STATED EXERCISE ->
Gather every line of the items below that contains the string "cigarette", copying each line in full.

Object location annotation data:
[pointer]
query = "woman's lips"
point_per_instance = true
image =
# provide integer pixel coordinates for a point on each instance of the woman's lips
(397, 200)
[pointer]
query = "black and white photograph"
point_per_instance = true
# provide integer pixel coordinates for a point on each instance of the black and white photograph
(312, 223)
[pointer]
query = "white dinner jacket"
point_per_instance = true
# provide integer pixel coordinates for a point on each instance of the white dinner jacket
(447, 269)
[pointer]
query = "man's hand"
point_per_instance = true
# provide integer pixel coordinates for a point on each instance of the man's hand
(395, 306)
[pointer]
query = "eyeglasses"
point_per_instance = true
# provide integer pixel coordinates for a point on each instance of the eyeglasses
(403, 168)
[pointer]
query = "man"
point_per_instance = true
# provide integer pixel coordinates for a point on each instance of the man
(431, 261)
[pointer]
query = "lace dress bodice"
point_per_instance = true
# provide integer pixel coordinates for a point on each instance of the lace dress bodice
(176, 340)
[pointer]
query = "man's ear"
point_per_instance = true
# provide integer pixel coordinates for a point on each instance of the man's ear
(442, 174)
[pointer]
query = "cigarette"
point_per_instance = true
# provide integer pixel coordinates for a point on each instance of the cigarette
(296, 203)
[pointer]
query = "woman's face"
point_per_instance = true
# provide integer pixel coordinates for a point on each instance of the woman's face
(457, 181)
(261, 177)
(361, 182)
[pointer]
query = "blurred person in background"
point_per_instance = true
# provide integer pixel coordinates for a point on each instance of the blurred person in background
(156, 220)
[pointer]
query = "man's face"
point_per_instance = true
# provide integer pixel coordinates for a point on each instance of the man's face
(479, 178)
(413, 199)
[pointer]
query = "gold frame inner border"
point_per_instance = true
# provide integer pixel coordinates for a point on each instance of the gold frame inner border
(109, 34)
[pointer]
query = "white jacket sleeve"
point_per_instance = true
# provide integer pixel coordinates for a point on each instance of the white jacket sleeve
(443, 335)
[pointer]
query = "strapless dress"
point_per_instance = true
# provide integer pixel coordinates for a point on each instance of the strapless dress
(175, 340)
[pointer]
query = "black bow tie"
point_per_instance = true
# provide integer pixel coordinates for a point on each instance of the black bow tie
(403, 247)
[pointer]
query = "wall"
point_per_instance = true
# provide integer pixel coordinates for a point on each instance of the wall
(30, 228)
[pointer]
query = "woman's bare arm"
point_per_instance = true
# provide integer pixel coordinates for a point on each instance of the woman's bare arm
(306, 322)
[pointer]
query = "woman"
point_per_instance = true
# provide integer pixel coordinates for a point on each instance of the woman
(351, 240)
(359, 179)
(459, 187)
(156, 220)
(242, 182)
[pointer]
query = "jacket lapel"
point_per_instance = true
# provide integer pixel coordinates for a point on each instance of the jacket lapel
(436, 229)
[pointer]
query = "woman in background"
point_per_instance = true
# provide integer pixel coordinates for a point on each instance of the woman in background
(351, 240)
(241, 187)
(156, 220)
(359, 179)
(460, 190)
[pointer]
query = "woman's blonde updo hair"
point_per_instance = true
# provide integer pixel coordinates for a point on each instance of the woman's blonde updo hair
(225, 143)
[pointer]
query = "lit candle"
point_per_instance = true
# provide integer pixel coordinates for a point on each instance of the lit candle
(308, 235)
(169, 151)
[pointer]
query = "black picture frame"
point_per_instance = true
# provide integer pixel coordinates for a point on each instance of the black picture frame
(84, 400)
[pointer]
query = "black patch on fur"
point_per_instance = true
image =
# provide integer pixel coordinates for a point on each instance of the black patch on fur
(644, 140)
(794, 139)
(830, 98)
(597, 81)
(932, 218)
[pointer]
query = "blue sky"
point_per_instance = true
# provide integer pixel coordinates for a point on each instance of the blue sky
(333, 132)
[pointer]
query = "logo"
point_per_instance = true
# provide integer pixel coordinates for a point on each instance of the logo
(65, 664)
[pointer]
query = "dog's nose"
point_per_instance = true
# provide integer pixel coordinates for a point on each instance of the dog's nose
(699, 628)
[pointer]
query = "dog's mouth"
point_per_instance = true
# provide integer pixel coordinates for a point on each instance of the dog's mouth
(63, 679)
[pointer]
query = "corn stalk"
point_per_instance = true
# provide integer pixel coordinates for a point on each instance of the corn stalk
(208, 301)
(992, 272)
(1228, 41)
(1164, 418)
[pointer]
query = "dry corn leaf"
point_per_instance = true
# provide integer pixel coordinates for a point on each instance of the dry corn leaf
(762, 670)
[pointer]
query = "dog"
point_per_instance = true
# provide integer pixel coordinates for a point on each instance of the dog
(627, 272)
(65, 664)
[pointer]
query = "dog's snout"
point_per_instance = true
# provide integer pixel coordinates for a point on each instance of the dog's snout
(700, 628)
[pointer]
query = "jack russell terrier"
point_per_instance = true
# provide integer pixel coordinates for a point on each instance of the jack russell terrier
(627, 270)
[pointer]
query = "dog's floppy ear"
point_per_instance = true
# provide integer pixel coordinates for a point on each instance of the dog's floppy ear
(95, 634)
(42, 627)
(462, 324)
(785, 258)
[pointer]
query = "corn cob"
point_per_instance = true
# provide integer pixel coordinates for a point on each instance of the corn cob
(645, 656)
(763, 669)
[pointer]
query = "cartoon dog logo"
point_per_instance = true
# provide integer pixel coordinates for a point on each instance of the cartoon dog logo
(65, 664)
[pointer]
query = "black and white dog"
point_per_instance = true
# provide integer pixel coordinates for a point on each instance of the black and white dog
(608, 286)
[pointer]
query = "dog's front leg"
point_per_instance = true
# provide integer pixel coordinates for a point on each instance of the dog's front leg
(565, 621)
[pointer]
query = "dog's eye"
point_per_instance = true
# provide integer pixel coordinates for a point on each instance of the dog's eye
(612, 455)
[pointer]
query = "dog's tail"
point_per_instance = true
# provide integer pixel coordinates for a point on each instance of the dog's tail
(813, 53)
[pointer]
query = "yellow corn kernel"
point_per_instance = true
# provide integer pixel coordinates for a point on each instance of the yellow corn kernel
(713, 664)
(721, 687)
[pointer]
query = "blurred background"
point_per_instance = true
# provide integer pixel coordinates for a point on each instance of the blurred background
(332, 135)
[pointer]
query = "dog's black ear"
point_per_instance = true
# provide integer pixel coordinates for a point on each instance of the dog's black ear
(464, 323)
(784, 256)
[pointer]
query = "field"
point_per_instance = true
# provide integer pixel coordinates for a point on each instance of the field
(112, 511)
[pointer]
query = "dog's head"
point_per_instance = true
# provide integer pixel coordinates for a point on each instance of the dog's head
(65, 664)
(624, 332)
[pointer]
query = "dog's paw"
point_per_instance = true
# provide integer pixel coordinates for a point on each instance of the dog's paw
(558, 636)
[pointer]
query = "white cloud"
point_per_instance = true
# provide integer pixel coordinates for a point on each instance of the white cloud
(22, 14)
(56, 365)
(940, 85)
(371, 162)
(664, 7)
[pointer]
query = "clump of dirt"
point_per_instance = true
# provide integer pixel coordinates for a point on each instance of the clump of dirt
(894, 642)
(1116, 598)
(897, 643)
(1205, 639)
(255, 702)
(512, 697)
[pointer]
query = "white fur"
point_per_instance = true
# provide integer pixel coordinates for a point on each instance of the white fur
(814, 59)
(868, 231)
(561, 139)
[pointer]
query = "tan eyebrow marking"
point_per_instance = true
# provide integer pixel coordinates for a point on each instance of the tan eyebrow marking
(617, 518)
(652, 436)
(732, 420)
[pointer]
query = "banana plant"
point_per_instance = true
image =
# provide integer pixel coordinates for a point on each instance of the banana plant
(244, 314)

RESPONSE ->
query = "cigarette"
# provide integer pixel coordinates for a point on each instance of the cigarette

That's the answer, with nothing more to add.